* WORK TO DO:
Return every line of the records below that contains the string "crate".

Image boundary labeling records

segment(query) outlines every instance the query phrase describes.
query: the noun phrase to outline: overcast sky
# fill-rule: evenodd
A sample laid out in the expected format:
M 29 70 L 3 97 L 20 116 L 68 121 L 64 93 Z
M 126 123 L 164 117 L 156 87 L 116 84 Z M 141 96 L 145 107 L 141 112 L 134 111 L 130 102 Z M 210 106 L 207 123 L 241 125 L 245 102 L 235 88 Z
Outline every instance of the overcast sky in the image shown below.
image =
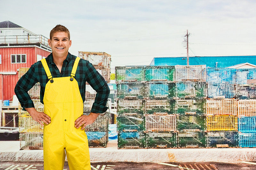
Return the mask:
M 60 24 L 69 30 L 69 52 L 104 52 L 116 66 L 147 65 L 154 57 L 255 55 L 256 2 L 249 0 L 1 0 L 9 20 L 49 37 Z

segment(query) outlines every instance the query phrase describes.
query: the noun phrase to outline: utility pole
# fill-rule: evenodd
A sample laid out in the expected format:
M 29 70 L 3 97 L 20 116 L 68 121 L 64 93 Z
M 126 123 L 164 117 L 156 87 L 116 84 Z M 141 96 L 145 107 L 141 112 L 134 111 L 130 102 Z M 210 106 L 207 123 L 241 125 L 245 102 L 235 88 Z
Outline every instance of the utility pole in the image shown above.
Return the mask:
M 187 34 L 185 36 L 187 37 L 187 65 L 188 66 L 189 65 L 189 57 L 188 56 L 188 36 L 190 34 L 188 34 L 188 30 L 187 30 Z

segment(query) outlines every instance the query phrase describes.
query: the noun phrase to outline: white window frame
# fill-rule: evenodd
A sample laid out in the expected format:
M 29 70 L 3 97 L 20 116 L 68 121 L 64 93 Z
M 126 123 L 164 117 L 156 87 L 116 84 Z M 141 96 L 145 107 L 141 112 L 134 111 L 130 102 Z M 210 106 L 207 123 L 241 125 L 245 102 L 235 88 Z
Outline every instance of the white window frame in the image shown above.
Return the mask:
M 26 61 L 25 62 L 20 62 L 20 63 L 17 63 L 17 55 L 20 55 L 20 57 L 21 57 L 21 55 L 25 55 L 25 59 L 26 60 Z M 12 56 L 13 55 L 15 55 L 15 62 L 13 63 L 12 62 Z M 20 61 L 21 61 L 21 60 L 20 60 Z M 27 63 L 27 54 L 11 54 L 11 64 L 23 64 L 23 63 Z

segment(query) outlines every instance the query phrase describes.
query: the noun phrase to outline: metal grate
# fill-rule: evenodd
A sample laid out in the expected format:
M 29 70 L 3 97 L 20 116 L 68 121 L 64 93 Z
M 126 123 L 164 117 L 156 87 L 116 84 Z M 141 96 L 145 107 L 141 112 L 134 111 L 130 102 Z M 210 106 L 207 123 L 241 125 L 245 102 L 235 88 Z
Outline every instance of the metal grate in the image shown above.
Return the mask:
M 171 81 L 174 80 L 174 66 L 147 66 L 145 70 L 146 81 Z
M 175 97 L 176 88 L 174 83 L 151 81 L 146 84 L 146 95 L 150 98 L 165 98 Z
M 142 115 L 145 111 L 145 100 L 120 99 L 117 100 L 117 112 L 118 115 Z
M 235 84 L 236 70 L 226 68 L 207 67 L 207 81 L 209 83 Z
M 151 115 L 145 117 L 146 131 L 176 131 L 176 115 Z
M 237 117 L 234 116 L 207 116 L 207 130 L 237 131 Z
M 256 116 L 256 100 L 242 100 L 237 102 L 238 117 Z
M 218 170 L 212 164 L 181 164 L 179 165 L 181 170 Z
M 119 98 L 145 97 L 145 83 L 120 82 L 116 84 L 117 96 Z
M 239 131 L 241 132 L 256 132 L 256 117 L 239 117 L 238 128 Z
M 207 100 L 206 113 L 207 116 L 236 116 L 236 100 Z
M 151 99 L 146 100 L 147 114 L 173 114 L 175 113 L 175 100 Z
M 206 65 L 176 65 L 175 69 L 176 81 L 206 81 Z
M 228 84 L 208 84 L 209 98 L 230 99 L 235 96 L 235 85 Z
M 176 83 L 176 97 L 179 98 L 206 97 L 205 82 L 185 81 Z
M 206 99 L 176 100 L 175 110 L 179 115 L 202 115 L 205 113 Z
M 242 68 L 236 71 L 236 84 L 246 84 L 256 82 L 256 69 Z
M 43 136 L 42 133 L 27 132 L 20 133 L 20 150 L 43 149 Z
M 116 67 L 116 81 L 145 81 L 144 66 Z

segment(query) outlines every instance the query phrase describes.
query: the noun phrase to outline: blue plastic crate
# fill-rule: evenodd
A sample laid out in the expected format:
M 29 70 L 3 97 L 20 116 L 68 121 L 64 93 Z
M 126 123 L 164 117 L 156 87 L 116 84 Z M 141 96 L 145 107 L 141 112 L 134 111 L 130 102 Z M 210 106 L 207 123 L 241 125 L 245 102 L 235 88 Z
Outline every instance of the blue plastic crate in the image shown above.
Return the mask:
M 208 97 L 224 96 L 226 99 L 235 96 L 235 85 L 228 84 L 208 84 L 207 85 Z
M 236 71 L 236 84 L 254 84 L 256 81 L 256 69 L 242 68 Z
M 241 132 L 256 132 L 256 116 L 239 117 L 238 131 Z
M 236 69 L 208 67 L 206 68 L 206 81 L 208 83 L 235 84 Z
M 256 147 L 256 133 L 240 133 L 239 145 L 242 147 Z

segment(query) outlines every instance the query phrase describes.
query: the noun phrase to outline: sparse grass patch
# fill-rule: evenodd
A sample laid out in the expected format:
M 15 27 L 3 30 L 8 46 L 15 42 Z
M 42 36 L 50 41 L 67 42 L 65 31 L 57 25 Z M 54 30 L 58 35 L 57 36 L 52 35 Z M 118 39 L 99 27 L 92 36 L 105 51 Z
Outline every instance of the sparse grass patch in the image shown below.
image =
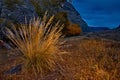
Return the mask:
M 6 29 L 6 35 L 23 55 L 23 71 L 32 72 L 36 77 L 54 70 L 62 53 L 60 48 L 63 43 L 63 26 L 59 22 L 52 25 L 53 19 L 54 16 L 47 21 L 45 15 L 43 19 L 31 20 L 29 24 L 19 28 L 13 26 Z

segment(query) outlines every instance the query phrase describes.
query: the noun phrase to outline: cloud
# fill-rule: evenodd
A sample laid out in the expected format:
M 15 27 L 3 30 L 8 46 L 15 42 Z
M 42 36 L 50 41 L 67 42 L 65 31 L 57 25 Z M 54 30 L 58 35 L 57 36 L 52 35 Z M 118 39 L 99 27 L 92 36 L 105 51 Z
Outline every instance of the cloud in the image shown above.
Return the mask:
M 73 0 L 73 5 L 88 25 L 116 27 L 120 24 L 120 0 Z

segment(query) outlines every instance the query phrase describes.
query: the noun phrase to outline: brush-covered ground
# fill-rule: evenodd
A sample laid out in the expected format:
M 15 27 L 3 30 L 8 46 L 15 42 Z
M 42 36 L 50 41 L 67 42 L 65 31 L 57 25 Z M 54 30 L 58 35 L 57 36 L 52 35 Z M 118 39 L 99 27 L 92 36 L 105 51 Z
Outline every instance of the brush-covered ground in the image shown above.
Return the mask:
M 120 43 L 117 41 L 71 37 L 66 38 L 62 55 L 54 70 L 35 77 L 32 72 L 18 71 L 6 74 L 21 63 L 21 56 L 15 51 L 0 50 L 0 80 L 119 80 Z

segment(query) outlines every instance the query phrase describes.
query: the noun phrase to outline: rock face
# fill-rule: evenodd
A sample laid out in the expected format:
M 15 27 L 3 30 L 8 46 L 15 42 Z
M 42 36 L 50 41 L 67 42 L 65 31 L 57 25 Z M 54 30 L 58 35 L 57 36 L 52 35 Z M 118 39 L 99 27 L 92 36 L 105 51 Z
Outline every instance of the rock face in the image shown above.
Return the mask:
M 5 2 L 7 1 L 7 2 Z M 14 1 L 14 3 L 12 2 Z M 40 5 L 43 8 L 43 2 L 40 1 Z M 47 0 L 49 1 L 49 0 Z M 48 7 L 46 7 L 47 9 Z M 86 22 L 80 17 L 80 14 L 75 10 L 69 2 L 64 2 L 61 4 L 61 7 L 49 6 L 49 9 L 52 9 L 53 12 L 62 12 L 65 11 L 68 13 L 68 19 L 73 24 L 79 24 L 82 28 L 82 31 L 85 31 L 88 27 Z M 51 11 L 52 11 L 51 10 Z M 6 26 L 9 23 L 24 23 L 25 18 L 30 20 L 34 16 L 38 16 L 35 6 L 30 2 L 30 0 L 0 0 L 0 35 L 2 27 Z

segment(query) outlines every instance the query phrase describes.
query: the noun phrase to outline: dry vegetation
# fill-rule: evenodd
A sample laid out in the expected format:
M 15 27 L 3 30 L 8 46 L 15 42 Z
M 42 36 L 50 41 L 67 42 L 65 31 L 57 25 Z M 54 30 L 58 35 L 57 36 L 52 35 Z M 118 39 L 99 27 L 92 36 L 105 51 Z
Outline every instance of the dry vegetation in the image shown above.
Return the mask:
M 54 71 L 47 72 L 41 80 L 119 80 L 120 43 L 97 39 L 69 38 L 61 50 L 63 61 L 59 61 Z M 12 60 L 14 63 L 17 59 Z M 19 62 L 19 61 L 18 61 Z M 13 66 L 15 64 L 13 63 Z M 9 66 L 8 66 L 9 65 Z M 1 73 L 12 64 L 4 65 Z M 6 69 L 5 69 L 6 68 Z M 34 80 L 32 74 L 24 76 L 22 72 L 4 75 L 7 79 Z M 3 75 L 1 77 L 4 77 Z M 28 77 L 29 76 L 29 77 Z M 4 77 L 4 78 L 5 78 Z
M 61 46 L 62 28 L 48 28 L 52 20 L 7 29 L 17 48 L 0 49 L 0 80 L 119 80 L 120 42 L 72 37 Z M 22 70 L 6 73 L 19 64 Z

* * *

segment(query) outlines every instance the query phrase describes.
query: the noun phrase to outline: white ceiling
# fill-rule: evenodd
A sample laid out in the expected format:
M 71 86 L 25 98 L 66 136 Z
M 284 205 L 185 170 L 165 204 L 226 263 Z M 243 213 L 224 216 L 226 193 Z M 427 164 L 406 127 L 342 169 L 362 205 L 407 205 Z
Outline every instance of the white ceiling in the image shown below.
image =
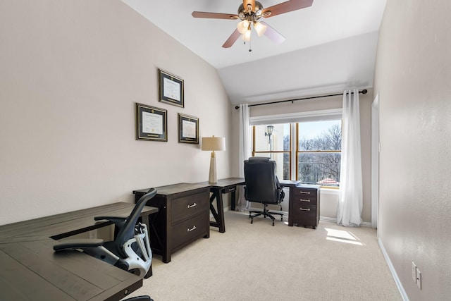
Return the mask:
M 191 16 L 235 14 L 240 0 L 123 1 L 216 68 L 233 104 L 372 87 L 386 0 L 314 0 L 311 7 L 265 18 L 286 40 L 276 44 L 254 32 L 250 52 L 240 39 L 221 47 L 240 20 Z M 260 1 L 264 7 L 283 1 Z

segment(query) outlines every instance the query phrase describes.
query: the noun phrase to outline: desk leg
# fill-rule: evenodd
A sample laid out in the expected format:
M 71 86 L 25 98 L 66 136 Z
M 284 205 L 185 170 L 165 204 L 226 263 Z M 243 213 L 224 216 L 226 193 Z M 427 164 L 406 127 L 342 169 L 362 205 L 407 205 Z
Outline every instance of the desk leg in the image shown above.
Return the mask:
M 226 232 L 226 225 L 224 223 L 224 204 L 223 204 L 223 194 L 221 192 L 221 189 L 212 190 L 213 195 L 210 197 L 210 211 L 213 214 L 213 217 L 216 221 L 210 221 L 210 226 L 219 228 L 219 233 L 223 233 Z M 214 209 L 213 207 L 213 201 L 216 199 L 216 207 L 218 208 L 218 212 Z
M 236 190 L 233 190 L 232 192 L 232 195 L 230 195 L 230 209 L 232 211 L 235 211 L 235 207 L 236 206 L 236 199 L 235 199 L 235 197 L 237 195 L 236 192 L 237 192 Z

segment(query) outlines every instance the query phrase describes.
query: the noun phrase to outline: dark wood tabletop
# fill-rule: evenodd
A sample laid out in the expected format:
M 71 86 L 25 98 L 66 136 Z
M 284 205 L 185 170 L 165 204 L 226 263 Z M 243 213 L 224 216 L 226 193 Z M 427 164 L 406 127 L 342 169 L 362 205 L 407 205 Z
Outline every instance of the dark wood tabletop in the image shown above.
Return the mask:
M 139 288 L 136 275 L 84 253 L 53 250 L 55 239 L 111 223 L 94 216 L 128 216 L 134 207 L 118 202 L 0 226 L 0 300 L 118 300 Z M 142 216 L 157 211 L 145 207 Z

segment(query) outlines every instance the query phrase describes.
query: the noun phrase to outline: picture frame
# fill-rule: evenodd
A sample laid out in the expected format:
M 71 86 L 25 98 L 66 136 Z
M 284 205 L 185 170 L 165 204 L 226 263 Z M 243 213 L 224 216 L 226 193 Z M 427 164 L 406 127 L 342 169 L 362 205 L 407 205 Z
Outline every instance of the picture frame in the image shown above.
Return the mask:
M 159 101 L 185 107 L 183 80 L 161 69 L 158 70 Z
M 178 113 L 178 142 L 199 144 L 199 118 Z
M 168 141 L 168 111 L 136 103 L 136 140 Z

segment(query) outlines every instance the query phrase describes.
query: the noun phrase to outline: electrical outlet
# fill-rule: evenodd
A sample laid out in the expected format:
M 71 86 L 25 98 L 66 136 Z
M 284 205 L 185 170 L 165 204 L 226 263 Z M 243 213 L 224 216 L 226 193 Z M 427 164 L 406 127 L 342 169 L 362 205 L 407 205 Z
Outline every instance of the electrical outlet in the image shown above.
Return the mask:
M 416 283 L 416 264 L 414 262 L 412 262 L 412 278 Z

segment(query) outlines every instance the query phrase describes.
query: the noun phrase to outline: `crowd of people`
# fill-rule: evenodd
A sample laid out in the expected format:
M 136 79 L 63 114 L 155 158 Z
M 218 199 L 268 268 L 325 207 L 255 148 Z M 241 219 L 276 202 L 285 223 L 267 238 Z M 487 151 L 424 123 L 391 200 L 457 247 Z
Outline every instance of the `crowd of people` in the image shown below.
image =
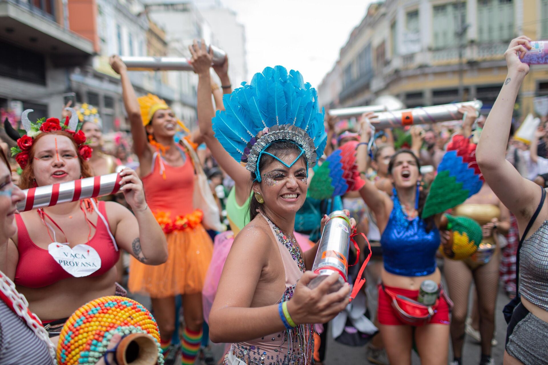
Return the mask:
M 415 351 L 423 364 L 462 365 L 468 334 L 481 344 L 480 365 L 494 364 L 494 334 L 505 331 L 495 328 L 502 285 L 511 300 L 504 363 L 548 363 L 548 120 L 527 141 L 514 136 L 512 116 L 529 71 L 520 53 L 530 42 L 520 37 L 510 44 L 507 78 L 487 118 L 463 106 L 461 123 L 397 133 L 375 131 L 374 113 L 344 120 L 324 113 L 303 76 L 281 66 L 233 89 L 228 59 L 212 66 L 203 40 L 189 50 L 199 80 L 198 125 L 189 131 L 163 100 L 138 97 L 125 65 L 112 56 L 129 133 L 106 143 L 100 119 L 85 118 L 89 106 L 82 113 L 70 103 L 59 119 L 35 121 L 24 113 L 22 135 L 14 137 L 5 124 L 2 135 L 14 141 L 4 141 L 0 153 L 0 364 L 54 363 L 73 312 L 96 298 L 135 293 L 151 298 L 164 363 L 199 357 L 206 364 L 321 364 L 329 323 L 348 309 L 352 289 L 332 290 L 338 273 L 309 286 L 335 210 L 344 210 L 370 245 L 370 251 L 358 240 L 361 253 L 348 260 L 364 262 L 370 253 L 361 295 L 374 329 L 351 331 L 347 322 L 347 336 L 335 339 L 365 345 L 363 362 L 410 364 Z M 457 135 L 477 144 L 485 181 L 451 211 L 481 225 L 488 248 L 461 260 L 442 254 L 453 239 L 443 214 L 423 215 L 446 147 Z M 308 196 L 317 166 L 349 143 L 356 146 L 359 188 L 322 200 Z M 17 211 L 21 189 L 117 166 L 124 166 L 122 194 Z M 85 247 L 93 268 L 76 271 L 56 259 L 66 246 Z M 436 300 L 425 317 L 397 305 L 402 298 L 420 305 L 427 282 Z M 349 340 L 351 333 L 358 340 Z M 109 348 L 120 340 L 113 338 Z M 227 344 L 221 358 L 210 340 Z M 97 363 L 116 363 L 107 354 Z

* SOLVED EXERCISE:
query: the noun phrase to outline: blue plastic crate
Outline every instance of the blue plastic crate in the image shown above.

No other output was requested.